__Datos proporcionados__.
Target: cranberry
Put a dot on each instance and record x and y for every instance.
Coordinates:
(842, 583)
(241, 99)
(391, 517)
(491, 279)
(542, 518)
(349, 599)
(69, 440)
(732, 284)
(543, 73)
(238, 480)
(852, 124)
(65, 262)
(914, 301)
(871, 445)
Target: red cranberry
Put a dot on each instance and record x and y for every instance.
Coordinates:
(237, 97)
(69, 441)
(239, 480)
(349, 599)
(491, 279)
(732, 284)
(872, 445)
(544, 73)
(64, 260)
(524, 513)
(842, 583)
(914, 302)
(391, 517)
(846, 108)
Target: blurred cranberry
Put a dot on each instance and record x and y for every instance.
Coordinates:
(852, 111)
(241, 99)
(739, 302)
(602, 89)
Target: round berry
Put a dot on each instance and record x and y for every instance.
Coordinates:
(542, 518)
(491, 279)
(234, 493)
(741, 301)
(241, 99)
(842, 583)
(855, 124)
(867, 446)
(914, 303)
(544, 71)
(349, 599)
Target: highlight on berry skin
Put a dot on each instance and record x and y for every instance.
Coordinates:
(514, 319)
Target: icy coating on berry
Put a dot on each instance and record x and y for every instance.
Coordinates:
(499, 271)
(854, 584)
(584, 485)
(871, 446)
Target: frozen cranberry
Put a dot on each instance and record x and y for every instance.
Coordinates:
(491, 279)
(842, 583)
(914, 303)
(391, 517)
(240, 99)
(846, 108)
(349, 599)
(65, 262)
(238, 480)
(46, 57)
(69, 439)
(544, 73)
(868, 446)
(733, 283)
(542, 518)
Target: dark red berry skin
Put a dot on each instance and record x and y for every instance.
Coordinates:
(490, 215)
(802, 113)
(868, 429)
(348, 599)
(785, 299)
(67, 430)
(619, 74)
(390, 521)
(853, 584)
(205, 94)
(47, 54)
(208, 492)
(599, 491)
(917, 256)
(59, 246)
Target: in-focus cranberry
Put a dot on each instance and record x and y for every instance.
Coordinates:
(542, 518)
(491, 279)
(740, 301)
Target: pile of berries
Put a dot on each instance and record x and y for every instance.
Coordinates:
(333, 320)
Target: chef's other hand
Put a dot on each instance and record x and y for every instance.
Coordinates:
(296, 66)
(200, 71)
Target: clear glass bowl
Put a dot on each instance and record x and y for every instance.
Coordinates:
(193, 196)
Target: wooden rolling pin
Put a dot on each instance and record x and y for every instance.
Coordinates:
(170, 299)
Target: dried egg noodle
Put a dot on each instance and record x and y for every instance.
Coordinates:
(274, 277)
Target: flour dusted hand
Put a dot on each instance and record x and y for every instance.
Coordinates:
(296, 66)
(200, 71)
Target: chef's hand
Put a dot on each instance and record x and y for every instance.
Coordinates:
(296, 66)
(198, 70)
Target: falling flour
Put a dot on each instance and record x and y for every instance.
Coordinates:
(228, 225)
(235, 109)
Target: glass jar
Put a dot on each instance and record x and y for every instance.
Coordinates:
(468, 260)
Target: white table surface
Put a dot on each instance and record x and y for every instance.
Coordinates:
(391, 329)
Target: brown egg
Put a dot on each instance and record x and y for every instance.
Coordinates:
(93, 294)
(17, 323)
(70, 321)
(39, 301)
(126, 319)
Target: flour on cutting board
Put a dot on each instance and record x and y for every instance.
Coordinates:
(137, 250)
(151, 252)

__Instrucción escrita__. Convierte todo el listado anterior en una tabla Markdown con dos columnas, «Fila» y «Línea», donde cada línea lleve su número de fila. Omite las líneas en blanco.

__Respuesta__.
| Fila | Línea |
|---|---|
| 1 | Target: cranberry |
| 2 | Put a dot on each instance and record x and y for every instance. |
| 3 | Coordinates: |
| 4 | (842, 583) |
| 5 | (241, 99) |
| 6 | (391, 517) |
| 7 | (491, 279) |
| 8 | (542, 518) |
| 9 | (349, 599) |
| 10 | (69, 440) |
| 11 | (732, 284) |
| 12 | (543, 73) |
| 13 | (238, 480) |
| 14 | (852, 124) |
| 15 | (65, 262) |
| 16 | (914, 301) |
| 17 | (871, 445) |
| 18 | Target: red cranberry |
| 19 | Put a dot on each instance and record x and y for every instance. |
| 20 | Coordinates: |
| 21 | (237, 97) |
| 22 | (69, 441) |
| 23 | (239, 480) |
| 24 | (349, 599) |
| 25 | (491, 279) |
| 26 | (732, 284) |
| 27 | (872, 445) |
| 28 | (544, 73) |
| 29 | (64, 260) |
| 30 | (524, 513) |
| 31 | (842, 583) |
| 32 | (914, 302) |
| 33 | (391, 517) |
| 34 | (846, 108) |
| 35 | Target: blurred cranberry |
| 36 | Put a dot on each instance and record x and y for every instance. |
| 37 | Coordinates: |
| 38 | (852, 111) |
| 39 | (241, 99) |
| 40 | (739, 302) |
| 41 | (602, 89) |
| 42 | Target: round berry |
| 43 | Put a dot on each instance and record x and y for every instance. |
| 44 | Coordinates: |
| 45 | (542, 518) |
| 46 | (491, 279) |
| 47 | (234, 493) |
| 48 | (741, 301) |
| 49 | (241, 99) |
| 50 | (842, 583) |
| 51 | (855, 124) |
| 52 | (867, 446) |
| 53 | (914, 303) |
| 54 | (544, 71) |
| 55 | (349, 599) |
| 56 | Target: highlight on berry skin |
| 57 | Put a dot on each instance and record x and y for every instance. |
| 58 | Coordinates: |
| 59 | (514, 319) |
| 60 | Target: icy coating on berry |
| 61 | Put a dot on each instance and record x and y for every instance. |
| 62 | Coordinates: |
| 63 | (499, 271) |
| 64 | (854, 584) |
| 65 | (584, 485) |
| 66 | (871, 446) |
| 67 | Target: frozen cranberry |
| 68 | Put a dot on each instance and record x and y for every instance. |
| 69 | Coordinates: |
| 70 | (491, 279) |
| 71 | (842, 583) |
| 72 | (914, 303) |
| 73 | (391, 517) |
| 74 | (240, 99) |
| 75 | (846, 108) |
| 76 | (349, 599) |
| 77 | (65, 262) |
| 78 | (238, 480) |
| 79 | (46, 57) |
| 80 | (69, 439) |
| 81 | (544, 73) |
| 82 | (868, 446) |
| 83 | (733, 283) |
| 84 | (542, 518) |
| 85 | Target: dark red berry skin |
| 86 | Put a dot on each instance and record x and y for every instance. |
| 87 | Coordinates: |
| 88 | (490, 215) |
| 89 | (802, 113) |
| 90 | (868, 429) |
| 91 | (348, 599) |
| 92 | (785, 299) |
| 93 | (67, 430) |
| 94 | (619, 74) |
| 95 | (390, 521) |
| 96 | (853, 584) |
| 97 | (205, 94) |
| 98 | (47, 54) |
| 99 | (208, 492) |
| 100 | (599, 491) |
| 101 | (917, 256) |
| 102 | (59, 246) |
| 103 | Target: in-focus cranberry |
| 104 | Put a dot on each instance and record x and y for every instance. |
| 105 | Coordinates: |
| 106 | (542, 518) |
| 107 | (491, 279) |
| 108 | (740, 301) |
| 109 | Target: pile of berries |
| 110 | Put a dot on each instance and record x and y for every instance. |
| 111 | Coordinates: |
| 112 | (333, 320) |
| 113 | Target: chef's other hand |
| 114 | Put a dot on each instance and record x and y for every instance. |
| 115 | Coordinates: |
| 116 | (296, 66) |
| 117 | (200, 71) |
| 118 | Target: clear glass bowl |
| 119 | Put a dot on each instance and record x and y for every instance. |
| 120 | Coordinates: |
| 121 | (193, 196) |
| 122 | Target: wooden rolling pin |
| 123 | Put a dot on each instance and record x and y for every instance. |
| 124 | Coordinates: |
| 125 | (170, 299) |
| 126 | Target: dried egg noodle |
| 127 | Put a dot on each instance and record x and y for every instance. |
| 128 | Coordinates: |
| 129 | (274, 277) |
| 130 | Target: flour dusted hand |
| 131 | Put a dot on each instance and record x and y for every instance. |
| 132 | Coordinates: |
| 133 | (296, 66) |
| 134 | (200, 71) |
| 135 | Target: chef's hand |
| 136 | Put a dot on each instance and record x and y for every instance. |
| 137 | Coordinates: |
| 138 | (296, 66) |
| 139 | (198, 70) |
| 140 | Target: falling flour |
| 141 | Put a dot on each instance and record x and y for every instance. |
| 142 | Coordinates: |
| 143 | (228, 225) |
| 144 | (235, 109) |
| 145 | Target: glass jar |
| 146 | Put a dot on each instance and record x and y for every instance. |
| 147 | Coordinates: |
| 148 | (468, 260) |
| 149 | Target: white table surface |
| 150 | Put a dot on each instance and record x and y for every instance. |
| 151 | Coordinates: |
| 152 | (391, 329) |
| 153 | Target: brown egg |
| 154 | Put a dot on each instance and record x and y for every instance. |
| 155 | Coordinates: |
| 156 | (93, 294) |
| 157 | (17, 323) |
| 158 | (70, 321) |
| 159 | (39, 301) |
| 160 | (126, 319) |
| 161 | Target: flour on cutting board |
| 162 | Put a dot on each instance and record x and y for every instance. |
| 163 | Coordinates: |
| 164 | (137, 250) |
| 165 | (151, 252) |